Records for the task:

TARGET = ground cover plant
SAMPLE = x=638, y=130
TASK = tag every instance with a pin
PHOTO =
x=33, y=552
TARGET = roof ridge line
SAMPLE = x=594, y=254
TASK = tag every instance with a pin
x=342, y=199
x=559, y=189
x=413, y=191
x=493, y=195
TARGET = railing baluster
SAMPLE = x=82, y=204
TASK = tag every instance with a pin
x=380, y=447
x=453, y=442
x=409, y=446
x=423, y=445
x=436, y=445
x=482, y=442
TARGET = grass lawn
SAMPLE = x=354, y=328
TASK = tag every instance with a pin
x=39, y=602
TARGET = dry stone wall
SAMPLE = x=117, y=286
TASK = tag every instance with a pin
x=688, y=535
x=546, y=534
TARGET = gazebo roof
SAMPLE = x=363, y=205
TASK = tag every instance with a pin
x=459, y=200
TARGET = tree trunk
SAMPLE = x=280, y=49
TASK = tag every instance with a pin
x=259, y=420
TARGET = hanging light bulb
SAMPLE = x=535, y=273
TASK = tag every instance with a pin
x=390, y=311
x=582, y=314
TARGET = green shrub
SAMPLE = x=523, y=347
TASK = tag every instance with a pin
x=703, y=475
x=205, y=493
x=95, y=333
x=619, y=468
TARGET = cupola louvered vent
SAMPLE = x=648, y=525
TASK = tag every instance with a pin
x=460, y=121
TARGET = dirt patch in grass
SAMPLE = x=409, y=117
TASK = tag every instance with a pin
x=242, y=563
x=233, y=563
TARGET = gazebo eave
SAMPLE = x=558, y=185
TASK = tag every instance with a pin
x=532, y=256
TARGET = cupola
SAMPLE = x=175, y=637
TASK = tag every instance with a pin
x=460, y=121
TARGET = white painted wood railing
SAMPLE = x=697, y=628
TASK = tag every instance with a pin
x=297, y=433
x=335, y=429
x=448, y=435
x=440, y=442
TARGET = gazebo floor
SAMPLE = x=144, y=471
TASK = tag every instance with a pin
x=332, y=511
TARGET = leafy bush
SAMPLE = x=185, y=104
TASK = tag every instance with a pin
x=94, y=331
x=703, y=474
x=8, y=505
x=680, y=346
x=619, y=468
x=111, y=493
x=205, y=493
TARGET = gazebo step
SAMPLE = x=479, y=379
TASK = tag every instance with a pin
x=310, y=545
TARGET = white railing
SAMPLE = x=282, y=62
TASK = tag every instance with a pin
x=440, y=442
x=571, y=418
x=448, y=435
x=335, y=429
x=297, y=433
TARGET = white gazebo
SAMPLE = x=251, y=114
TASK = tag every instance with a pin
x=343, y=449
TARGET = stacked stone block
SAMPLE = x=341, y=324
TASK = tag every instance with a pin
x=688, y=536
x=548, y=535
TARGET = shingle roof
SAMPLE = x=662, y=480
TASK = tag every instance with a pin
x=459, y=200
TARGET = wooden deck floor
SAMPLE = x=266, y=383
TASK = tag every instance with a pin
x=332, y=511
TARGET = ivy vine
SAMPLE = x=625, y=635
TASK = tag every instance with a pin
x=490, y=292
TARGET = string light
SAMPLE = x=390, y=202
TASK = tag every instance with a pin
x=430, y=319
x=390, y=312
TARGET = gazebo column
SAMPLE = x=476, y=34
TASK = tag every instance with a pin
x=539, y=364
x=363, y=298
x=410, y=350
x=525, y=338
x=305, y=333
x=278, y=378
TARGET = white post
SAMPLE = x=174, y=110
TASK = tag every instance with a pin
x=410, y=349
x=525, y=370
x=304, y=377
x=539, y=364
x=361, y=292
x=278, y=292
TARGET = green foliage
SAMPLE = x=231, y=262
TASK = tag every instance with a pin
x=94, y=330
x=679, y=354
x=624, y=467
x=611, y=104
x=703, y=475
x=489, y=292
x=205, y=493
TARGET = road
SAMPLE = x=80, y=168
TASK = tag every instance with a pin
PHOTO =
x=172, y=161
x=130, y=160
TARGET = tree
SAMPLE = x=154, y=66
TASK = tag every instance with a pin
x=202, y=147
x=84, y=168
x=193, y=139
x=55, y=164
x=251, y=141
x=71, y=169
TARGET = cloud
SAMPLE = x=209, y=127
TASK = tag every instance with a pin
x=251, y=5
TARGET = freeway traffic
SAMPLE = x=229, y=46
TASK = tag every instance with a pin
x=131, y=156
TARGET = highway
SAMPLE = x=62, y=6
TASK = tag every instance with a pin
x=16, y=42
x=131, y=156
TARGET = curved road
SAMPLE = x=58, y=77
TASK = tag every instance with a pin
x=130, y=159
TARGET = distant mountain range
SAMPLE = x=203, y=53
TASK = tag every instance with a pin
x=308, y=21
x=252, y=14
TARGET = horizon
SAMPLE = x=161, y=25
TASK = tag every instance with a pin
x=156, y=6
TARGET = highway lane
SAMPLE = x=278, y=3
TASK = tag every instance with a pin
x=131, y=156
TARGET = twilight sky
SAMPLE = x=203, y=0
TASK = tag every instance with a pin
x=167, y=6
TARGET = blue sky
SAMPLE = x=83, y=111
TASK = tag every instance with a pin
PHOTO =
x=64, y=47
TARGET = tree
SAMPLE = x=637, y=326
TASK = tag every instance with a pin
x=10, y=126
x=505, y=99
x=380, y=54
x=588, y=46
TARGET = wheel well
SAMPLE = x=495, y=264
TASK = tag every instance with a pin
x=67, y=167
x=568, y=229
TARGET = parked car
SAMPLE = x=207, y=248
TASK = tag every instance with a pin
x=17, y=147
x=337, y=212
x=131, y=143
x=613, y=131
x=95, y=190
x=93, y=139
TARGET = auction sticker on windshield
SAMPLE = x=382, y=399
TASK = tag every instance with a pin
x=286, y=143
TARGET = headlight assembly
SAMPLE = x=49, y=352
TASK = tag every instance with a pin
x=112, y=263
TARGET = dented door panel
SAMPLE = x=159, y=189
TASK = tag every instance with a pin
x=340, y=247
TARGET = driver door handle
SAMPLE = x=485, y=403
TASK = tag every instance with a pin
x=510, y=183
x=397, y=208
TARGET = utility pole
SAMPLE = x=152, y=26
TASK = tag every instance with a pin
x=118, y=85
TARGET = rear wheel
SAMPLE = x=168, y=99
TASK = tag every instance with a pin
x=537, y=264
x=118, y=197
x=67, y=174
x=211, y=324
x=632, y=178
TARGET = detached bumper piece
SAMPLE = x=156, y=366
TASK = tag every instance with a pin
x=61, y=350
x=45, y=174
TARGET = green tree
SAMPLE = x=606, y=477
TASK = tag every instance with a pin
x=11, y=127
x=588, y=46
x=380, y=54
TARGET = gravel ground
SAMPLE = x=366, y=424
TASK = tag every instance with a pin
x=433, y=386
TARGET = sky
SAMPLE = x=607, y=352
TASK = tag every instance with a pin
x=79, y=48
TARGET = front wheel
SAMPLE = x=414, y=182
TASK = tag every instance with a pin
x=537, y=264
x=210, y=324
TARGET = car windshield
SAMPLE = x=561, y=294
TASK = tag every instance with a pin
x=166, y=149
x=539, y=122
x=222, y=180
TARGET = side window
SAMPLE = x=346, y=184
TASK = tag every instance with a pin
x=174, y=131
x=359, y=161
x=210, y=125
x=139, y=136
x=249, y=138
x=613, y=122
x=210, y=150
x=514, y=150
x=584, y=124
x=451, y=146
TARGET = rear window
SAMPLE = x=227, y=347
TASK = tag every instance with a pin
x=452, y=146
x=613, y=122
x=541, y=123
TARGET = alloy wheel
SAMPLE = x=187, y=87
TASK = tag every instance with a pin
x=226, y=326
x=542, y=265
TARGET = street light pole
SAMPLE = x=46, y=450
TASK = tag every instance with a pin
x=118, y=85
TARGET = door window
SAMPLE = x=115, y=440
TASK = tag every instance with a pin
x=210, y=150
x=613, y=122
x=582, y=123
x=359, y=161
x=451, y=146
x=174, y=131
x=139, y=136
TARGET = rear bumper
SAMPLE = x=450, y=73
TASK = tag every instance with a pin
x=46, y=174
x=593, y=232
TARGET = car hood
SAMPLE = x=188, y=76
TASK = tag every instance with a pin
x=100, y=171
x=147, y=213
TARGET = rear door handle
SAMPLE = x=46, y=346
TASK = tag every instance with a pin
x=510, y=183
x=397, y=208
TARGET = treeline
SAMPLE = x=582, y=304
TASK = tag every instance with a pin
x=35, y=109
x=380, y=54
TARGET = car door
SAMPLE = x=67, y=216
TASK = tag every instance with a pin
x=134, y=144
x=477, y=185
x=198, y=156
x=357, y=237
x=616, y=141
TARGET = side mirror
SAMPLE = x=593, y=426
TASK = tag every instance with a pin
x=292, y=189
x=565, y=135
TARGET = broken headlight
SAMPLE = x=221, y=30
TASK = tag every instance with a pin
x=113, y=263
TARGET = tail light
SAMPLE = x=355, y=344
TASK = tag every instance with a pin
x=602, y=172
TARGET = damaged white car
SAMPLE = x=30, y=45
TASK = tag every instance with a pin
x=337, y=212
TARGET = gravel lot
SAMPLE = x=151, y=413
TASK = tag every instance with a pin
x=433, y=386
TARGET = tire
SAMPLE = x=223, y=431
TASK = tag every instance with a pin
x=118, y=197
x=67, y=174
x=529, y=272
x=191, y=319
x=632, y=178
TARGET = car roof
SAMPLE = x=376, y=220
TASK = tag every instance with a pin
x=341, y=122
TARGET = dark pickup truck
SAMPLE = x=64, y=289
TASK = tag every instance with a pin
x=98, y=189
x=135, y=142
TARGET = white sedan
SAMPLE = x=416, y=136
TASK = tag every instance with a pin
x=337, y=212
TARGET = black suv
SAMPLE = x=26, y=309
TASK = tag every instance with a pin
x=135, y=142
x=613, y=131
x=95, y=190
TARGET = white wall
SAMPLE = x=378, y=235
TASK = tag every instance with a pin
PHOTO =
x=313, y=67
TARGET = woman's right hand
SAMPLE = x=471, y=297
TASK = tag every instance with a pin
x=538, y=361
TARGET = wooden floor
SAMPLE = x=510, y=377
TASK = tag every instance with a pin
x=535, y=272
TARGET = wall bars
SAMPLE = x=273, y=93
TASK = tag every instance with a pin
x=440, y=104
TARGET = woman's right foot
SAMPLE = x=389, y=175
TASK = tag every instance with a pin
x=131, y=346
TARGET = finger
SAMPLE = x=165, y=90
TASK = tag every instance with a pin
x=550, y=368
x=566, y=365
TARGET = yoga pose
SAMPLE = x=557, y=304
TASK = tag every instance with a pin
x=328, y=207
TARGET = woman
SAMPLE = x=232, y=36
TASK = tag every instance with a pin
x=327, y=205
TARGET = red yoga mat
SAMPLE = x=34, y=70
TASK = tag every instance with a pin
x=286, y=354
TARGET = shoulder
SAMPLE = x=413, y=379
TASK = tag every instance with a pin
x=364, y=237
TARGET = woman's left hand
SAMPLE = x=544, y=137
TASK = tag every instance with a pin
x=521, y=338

Request: Pull out everything from the line containing "TARGET = dented door panel" down to the line containing "x=45, y=174", both included, and reproduce those lines word for word.

Final answer:
TARGET = dented door panel
SAMPLE = x=159, y=189
TASK = tag every instance with a pin
x=340, y=247
TARGET = driver door handle
SAMPLE = x=485, y=403
TASK = tag every instance with a pin
x=510, y=183
x=397, y=208
TARGET = utility pole
SAMPLE = x=152, y=26
TASK = tag every instance with a pin
x=118, y=85
TARGET = rear wheel
SAMPLE = x=168, y=99
TASK = tag every instance with a pin
x=537, y=264
x=118, y=197
x=67, y=174
x=211, y=324
x=632, y=178
TARGET = detached bumper piece
SAMPLE = x=156, y=366
TASK = tag every instance with a pin
x=61, y=350
x=45, y=174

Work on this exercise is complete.